** START OF Given entries **
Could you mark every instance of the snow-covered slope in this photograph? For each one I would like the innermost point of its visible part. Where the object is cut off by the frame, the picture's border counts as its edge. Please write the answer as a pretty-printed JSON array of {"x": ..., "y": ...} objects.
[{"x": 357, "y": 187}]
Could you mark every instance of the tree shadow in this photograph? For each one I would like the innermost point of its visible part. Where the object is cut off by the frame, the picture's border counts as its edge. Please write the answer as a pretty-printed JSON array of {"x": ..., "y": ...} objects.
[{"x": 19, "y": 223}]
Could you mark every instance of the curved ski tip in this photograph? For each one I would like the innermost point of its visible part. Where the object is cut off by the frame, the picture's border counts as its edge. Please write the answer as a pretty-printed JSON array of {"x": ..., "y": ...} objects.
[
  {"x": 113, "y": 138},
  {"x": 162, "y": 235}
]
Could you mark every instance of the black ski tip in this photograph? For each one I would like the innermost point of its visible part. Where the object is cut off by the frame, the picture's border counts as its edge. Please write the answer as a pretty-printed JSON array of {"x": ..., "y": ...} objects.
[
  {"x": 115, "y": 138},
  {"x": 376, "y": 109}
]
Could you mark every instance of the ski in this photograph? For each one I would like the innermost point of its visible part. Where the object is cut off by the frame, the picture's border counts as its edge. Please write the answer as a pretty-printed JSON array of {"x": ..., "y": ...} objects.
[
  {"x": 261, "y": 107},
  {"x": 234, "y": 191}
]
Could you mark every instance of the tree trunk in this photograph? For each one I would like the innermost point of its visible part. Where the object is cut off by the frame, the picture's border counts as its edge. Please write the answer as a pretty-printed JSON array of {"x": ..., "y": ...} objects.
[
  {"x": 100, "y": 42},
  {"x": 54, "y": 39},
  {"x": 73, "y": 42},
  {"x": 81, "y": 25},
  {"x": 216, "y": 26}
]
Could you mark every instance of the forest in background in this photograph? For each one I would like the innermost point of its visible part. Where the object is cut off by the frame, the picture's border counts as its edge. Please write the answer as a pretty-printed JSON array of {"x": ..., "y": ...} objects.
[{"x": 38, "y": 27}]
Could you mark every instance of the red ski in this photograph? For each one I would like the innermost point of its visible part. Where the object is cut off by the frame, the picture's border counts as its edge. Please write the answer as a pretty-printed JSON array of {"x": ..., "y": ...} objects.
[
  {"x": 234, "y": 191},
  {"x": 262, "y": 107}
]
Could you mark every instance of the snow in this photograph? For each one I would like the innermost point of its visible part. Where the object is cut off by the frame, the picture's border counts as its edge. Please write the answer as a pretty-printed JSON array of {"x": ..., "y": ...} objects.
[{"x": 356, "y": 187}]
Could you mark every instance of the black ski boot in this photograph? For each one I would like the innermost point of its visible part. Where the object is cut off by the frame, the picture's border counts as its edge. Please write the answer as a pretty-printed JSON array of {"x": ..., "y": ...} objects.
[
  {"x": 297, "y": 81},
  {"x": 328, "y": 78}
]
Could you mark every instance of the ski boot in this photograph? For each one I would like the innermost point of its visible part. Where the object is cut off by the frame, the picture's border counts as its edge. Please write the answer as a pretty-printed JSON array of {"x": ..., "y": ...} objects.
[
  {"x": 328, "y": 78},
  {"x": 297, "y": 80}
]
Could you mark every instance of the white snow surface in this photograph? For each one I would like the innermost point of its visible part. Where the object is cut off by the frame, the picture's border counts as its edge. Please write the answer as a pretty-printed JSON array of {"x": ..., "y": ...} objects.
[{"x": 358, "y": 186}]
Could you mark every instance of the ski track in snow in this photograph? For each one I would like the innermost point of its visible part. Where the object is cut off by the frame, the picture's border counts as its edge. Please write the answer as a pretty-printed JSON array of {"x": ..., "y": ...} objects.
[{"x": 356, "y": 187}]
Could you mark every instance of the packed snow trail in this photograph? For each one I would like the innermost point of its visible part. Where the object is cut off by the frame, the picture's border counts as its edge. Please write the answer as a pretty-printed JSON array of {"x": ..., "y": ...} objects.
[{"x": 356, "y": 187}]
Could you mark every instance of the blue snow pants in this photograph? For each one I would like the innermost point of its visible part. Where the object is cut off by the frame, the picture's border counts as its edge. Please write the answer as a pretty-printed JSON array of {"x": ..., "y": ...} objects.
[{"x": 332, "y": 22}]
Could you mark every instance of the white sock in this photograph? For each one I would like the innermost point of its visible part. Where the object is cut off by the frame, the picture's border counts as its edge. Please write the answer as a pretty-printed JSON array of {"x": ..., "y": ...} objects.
** END OF Given entries **
The task. Rewrite all of the data above as a numbered list, omitting any blank lines.

The result.
1. Could you mark every instance of the snow-covered slope in this photograph? For each one I would like the innermost point of its visible part. Where the object is cut off by the frame, the picture's border counts as its edge. Please write the answer as a pretty-printed JSON array of {"x": ..., "y": ...} objects.
2. [{"x": 357, "y": 187}]
3. Could you mark every instance of the tree shadow in this photograph? For each one I would like the innermost point of its visible part. Where the object is cut off by the frame, the picture's border counts as its edge. Please write the answer as a pretty-printed JSON array of {"x": ..., "y": ...} objects.
4. [{"x": 19, "y": 223}]
5. Could you mark every instance of the curved ski tip in this photograph? For each one I would like the innermost point of its visible part. Where the object is cut off by the frame, the picture's border counts as its edge. Please write the answer as a pretty-printed JSON array of {"x": ..., "y": ...} objects.
6. [
7.   {"x": 113, "y": 138},
8.   {"x": 162, "y": 235}
9. ]
10. Could you mark every instance of the black ski tip in this photograph? For each one I would like the innermost point of its visible part. Where the object is cut off by the frame, the picture's border counts as its edge. Please write the answer as a pretty-printed JSON array of {"x": ..., "y": ...} objects.
11. [
12.   {"x": 115, "y": 138},
13.   {"x": 376, "y": 109}
14. ]
15. Could you mark every instance of the ski in this photograph? For each one I would like the innermost point of its visible part. Where the object is cut off by the frame, the picture's border counts as its edge. Please write the answer as a pretty-printed JSON array of {"x": ..., "y": ...} objects.
16. [
17.   {"x": 261, "y": 107},
18.   {"x": 234, "y": 191}
19. ]
20. Could you mark every instance of the tree trunk in this photograph? For each one I would like the innermost point of its visible part. Where the object is cut off by the frame, the picture's border counts as its edge. Please write the answer as a pretty-printed JSON array of {"x": ..., "y": ...} objects.
21. [
22.   {"x": 100, "y": 42},
23.   {"x": 54, "y": 39},
24.   {"x": 73, "y": 42},
25.   {"x": 81, "y": 25},
26.   {"x": 216, "y": 26}
27. ]
28. Could you mark every instance of the forest in background in this photograph? For each one I would like the innermost point of its visible part. Where the object is cut off by the frame, the picture's border counts as its edge. Please write the answer as a pretty-printed JSON array of {"x": ..., "y": ...} objects.
29. [{"x": 38, "y": 27}]
30. Could you mark every instance of the red ski in this photograph? For each one I would like the innermost point of its visible part. Where the object is cut off by the frame, the picture's border counts as its edge. Please write the answer as a pretty-printed JSON array of {"x": ..., "y": ...} objects.
31. [
32.   {"x": 234, "y": 191},
33.   {"x": 262, "y": 107}
34. ]
35. Could you mark every instance of the snow in this photograph? For each one I would like the innermost point of its visible part. Where the object is cut off by the frame, the picture's border counts as its edge. Please write the answer as a pretty-printed JSON array of {"x": ..., "y": ...} objects.
36. [{"x": 356, "y": 187}]
37. Could you mark every instance of the black ski boot in this photograph? For each one I would like the innermost point of its visible part. Where the object is cut off by the frame, the picture's border counts as its edge. Please write the answer as a pretty-printed JSON array of {"x": ..., "y": ...} objects.
38. [
39.   {"x": 297, "y": 81},
40.   {"x": 328, "y": 78}
41. ]
42. Could you mark every instance of the ski boot in this photograph? For each one I would like the innermost point of its visible part. Where the object is cut off by the frame, the picture's border counts as its edge. Please write the answer as a pretty-printed JSON array of {"x": ..., "y": ...} objects.
43. [
44.   {"x": 328, "y": 78},
45.   {"x": 297, "y": 80}
46. ]
47. Could you mark every instance of the white snow surface in this photograph? For each one I would like the innermost point of its visible part. Where the object is cut off by the frame, the picture's border counts as its edge. Please write the answer as a pretty-printed JSON array of {"x": ..., "y": ...} objects.
48. [{"x": 358, "y": 186}]
49. Could you mark every instance of the ski track in snow in this photograph? For each one I would like the innermost point of its visible part. Where the object is cut off by the frame, the picture's border counts as its edge. Please write the answer as a pretty-printed JSON array of {"x": ..., "y": ...} objects.
50. [{"x": 356, "y": 187}]
51. Could you mark every instance of the packed snow trail in this photograph? For each one I would like the innermost point of its visible part. Where the object is cut off by the frame, the picture's border counts as its edge. Please write the answer as a pretty-printed JSON array of {"x": ..., "y": ...} objects.
52. [{"x": 356, "y": 187}]
53. Could you mark every instance of the blue snow pants in this photograph? For each one I would like the innermost point of its visible part. Where the object is cut off by the frame, the picture's border counts as its edge. Please write the answer as a pretty-printed JSON array of {"x": ..., "y": ...} objects.
54. [{"x": 332, "y": 22}]
55. Could you mark every instance of the white sock in this photograph? For each one I would like the innermost point of its visible part. Where the object is cut off by the frame, the picture's border counts as its edge. Please write the answer as a pretty-printed JSON array of {"x": ..., "y": ...} objects.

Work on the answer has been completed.